> **Page extract**:
[Begin]

This is where I have chosen to place my functions. So we're good here.

/home/terry/.zsh/functions contains the following files

-rwxrw-r-- 1 terry terry  274 Feb  6 19:20 _all-files-to-top
-rwxrw-r-- 1 terry terry  253 Feb  6 18:30 _check-for-empty-files
-rwxrw-r-- 1 terry terry  452 Feb  6 18:32 _check-video-duration
-rwxrw-r-- 1 terry terry  302 Feb  6 18:33 _error-1
-rwxrw-r-- 1 terry terry  462 Feb  6 18:34 _error-2
-rwxrw-r-- 1 terry terry  198 Feb  6 18:34 _just-hevc
-rwxrw-r-- 1 terry terry  188 Feb  6 18:36 _just-volume

Please note that I have indeed prefixed the files with underscores as instructed.

Taking the one from the top of the list

#compdef all-files-to-top
#
_all-files-to-top() {
mkdir duplicate_files
mkdir ~/Replace
#
find . -type f -exec mv -n {} ./ \;
find . -empty -type d -delete
while [ -d * ]; do
array=(find . -type d)
for x in $array ; do mv -t duplicate_files "$x" ; done
find . -name "duplicate_files" -exec mv {} ~Replace
return
}

I have tried it with and without #compdef
I have tried it with #!/bin/zsh
At the top and below #compdef
and I've tried it and without #!/bin/zsh

I was unable to find anything that said whether or not to make the file executable by non-root users, so I've tried it as executable and as not executable.

I've also tried it with and without the _all-files-to-top() { both with and without the underscore.

The program calling the function begins with #!/bin/zsh -xv is started directly from the command line in terminal for debugging

Here is the screen printout

terry-TP500LA% 2mkv
# /etc/zsh/zshenv: system-wide .zshenv file for zsh(1).
#
# This file is sourced on all invocations of the shell.
# If the -f flag is present or if the NO_RCS option is
# set within this file, all other initialization files
# are skipped.
#
# This file should contain commands to set the command
# search path, plus other important environment variables.
# This file should not contain commands that produce
# output or assume the shell is attached to a tty.
#
# Global Order: zshenv, zprofile, zshrc, zlogin

if [[ -z "$PATH" || "$PATH" == "/bin:/usr/bin" ]]
then
    export PATH="/usr/local/bin:/usr/bin:/bin:/usr/games"
fi
+/etc/zsh/zshenv:15> [[ -z /home/terry/scripts/cron:/home/terry/scripts:/usr/local/sbin:/usr/local/bin:/usr/sbin:/usr/bin:/sbin:/bin:/usr/games:/usr/local/games:/snap/bin || /home/terry/scripts/cron:/home/terry/scripts:/usr/local/sbin:/usr/local/bin:/usr/sbin:/usr/bin:/sbin:/bin:/usr/games:/usr/local/games:/snap/bin == /bin:/usr/bin ]]
#!/bin/zsh -xv

top=$(pwd)

[End]

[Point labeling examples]
[Begin]

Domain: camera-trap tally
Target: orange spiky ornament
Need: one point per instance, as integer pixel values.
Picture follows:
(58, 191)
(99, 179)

[End]

> **Instructions**:
1) Reproduce the zsh functions post word for word, everything from "Taking the one" down to "array=(find . -type d)".
2) Answer these about the zsh functions post:
(a) Which directory holds the function files?
(b) What size is listed for the file _error-2?
(c) How is the program that calls the function started?
3) Extend the zsh functions post, beginning after its final line.

> **Results in order**:
1)
Taking the one from the top of the list

#compdef all-files-to-top
#
_all-files-to-top() {
mkdir duplicate_files
mkdir ~/Replace
#
find . -type f -exec mv -n {} ./ \;
find . -empty -type d -delete
while [ -d * ]; do
array=(find . -type d)

2)
(a) /home/terry/.zsh/functions
(b) 462
(c) Directly from the command line in terminal, for debugging.

3)
+/home/terry/scripts/2mkv:3> top=+/home/terry/scripts/2mkv:3> pwd
+/home/terry/scripts/2mkv:3> top=/home/terry/New_Videos 


# call function
# moves any duplicate files to ~/Replace
mkdir duplicate_files
+/home/terry/scripts/2mkv:8> mkdir duplicate_files
mkdir ~/Replace
+/home/terry/scripts/2mkv:9> mkdir /home/terry/Replace
mkdir: cannot create directory ‘/home/terry/Replace’: File exists
all-files-to-top
+/home/terry/scripts/2mkv:10> all-files-to-top
/home/terry/scripts/2mkv:10: command not found: all-files-to-top

exit 0
+/home/terry/scripts/2mkv:12> exit 0
terry-TP500LA% 

Oh, and one last thing - spelling. I copied the name into the clipboard and used 'find and replace' on every instance.

I really don't know what else to try. Could some kind soul provide a real world example (no foo) of a function with an explanation of what is needed to make it work properly? Could it be something like the coding method used in the script or function? Mine is UTF-8.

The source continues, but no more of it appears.